Song by Young Stoner Life, Young Thug and Gunna

from the album Slime Language 2
- Released: April 16, 2021
- Genre: Hip hop; trap;
- Length: 2:32
- Label: YSL; 300;
- Songwriters: Jeffery Lamar Williams; Justin A. Glass; Sergio Kitchens; Tobias Dekker; Wesley Tyler Glass;
- Producers: Outtatown; Wheezy; Babywave;

Music video
- "Ski" on YouTube

= Ski (Young Stoner Life, Young Thug and Gunna song) =

2021 song by Young Thug and Gunna

"Ski" is a song by American record label Young Stoner Life and American rappers Young Thug and Gunna. The song was released on April 16, 2021, along the listed artists' compilation album Slime Language 2 (2021). The song was produced by Outtatown, Wheezy, and Babywave .

- [GIVEN INFORMATION]:
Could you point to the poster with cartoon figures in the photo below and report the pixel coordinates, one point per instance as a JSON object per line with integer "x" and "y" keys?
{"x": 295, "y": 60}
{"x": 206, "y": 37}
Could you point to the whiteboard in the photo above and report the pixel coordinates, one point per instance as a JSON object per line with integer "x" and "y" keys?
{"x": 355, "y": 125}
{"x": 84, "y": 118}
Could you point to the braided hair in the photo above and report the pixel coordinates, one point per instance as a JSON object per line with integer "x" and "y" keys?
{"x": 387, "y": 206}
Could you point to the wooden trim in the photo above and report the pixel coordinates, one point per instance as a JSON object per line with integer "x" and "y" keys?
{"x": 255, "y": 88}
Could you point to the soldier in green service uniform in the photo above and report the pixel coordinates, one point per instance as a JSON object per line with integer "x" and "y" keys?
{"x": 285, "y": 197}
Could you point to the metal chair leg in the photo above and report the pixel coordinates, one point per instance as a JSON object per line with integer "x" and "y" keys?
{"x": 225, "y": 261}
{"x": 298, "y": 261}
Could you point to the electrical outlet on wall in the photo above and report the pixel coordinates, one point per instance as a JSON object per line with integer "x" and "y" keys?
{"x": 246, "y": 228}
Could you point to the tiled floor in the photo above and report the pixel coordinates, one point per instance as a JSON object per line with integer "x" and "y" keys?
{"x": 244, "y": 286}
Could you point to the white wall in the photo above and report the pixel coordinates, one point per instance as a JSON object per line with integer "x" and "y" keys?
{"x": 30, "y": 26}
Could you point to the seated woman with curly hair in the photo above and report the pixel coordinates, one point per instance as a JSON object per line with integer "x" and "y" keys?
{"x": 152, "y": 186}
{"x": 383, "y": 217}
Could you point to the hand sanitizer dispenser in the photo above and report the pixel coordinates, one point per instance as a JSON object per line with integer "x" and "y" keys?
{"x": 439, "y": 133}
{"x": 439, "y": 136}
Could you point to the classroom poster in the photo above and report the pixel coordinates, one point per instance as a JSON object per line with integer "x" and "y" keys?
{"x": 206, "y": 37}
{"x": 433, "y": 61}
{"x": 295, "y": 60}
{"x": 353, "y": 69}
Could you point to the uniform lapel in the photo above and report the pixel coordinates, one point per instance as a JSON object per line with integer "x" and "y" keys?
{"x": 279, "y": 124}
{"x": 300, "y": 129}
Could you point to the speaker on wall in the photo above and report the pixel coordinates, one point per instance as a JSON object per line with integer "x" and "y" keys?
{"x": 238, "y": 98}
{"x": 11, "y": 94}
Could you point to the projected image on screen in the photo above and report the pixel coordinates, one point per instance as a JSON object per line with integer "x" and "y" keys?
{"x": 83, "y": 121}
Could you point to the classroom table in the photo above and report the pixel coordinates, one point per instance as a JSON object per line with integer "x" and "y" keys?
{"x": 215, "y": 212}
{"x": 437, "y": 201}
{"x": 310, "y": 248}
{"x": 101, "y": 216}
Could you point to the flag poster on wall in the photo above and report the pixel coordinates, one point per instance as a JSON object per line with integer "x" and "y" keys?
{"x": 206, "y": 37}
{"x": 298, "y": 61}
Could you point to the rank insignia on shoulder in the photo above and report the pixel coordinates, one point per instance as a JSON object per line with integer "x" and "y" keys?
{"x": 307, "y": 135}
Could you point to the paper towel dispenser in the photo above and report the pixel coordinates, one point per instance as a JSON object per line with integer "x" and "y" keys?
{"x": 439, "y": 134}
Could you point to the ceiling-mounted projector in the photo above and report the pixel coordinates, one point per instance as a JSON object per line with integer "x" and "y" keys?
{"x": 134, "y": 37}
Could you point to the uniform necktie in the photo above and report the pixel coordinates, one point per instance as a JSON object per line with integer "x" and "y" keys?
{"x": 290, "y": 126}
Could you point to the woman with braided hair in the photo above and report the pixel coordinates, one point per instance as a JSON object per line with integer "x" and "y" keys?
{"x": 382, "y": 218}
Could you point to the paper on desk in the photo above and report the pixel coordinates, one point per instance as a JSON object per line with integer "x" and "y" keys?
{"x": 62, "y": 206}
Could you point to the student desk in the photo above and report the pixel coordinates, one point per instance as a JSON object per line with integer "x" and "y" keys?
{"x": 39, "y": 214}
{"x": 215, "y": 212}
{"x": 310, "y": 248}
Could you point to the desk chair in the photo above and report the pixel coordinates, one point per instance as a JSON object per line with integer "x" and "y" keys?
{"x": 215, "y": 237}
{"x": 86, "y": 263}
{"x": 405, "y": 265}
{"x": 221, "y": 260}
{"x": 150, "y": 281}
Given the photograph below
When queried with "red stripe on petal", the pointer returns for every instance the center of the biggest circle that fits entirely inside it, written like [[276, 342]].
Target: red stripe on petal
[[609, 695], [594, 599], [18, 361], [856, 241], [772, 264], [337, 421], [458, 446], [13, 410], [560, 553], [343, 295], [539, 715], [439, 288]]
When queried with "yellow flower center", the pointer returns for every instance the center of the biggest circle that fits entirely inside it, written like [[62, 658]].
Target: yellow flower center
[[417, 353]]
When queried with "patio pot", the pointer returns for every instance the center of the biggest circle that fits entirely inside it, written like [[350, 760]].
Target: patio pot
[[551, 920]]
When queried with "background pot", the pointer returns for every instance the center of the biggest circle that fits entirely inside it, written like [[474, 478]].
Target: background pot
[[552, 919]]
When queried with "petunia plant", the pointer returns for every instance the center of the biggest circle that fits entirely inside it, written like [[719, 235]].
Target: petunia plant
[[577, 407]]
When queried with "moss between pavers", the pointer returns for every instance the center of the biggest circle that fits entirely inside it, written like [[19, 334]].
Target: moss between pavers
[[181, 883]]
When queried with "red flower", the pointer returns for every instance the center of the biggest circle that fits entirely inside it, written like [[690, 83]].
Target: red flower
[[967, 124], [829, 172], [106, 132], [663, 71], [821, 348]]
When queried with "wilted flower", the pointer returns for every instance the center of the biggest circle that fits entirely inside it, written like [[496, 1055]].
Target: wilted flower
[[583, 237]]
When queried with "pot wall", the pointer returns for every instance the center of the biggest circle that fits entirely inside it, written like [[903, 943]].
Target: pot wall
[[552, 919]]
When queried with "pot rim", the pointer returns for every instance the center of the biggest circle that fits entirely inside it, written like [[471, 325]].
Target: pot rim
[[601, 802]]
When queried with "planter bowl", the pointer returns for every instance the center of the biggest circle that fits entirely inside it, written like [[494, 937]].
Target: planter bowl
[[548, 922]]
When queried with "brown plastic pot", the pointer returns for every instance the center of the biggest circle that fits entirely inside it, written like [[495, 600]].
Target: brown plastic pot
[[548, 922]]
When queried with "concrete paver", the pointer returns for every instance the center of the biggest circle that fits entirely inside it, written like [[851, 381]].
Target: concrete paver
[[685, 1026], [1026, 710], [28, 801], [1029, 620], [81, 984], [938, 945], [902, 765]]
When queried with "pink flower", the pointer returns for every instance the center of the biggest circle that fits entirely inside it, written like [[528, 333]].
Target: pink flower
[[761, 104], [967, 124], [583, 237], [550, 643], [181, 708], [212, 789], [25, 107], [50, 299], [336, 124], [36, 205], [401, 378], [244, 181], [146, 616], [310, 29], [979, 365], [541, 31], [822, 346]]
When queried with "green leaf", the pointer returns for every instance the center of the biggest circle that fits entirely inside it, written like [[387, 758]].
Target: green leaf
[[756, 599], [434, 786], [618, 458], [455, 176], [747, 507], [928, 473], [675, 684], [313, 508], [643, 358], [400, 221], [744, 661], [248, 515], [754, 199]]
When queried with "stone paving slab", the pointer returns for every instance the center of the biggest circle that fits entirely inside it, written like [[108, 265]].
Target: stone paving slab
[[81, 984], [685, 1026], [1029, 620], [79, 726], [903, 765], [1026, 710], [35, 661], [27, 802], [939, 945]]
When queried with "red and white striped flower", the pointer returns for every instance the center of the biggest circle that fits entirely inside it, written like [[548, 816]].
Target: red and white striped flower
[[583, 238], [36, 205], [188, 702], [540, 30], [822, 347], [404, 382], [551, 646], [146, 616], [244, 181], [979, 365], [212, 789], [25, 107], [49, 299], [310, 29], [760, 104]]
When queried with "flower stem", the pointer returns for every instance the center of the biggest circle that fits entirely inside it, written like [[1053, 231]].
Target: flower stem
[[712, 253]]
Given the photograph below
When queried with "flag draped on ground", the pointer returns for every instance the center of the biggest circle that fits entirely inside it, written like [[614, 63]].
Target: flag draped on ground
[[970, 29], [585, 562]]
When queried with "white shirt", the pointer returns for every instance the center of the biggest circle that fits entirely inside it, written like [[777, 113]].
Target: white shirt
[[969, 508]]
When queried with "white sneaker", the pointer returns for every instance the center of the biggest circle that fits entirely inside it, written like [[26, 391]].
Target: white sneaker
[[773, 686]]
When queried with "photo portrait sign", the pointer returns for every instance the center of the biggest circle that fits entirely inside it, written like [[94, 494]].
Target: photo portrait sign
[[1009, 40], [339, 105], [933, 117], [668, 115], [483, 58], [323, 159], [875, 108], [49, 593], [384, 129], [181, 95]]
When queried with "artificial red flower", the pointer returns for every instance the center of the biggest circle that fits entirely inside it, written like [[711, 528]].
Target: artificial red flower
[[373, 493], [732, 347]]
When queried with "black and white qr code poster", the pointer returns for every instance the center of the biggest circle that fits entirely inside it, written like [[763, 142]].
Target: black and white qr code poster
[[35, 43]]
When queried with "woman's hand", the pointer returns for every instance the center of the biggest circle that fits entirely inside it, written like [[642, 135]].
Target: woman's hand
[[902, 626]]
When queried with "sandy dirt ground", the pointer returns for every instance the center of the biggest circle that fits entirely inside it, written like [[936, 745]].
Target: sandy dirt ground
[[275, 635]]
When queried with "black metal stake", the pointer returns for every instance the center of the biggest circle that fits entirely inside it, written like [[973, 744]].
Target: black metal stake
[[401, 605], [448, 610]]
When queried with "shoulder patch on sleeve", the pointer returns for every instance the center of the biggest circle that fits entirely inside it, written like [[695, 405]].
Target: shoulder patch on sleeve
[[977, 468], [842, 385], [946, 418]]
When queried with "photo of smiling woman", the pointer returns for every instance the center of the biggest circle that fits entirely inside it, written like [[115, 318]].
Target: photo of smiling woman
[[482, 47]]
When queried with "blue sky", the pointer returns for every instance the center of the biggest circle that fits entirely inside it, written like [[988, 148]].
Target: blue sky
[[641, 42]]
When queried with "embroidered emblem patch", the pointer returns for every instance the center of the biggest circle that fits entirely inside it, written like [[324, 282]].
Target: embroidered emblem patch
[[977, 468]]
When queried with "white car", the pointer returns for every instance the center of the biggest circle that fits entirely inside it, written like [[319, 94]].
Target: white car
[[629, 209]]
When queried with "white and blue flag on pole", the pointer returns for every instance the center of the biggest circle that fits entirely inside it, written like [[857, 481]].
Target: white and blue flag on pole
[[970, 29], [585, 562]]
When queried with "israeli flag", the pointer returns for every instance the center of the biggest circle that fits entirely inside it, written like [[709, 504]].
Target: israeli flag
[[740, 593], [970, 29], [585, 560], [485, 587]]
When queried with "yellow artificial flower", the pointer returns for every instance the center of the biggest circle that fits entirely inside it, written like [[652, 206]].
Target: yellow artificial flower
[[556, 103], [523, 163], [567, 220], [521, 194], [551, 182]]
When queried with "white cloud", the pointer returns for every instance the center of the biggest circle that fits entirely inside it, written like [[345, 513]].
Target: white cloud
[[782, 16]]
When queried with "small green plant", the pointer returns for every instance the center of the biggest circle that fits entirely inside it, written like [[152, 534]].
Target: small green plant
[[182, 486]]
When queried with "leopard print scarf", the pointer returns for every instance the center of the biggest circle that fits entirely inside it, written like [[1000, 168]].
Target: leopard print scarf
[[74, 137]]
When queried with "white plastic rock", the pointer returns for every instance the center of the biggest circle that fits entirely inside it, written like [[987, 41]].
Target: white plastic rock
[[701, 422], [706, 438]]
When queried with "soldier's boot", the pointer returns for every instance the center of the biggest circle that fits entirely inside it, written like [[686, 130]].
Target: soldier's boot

- [PROBLEM SET]:
1: Using the text about the song "Ski," decide whether each statement agrees with it: (a) the song is 2:32 long; (b) the song came out on April 16, 2020; (c) 300 is one of the song's labels. Answer each with yes or no and quote the deciding words.
2: Quote the text about the song "Ski," starting with "Music video" and going on through "and Babywave .".

- [RESPONSES BY TASK]:
1:
(a) Yes: "Length: 2:32"
(b) No: "The song was released on April 16, 2021"
(c) Yes: "Label: YSL; 300;"

2:
Music video
- "Ski" on YouTube

= Ski (Young Stoner Life, Young Thug and Gunna song) =

2021 song by Young Thug and Gunna

"Ski" is a song by American record label Young Stoner Life and American rappers Young Thug and Gunna. The song was released on April 16, 2021, along the listed artists' compilation album Slime Language 2 (2021). The song was produced by Outtatown, Wheezy, and Babywave .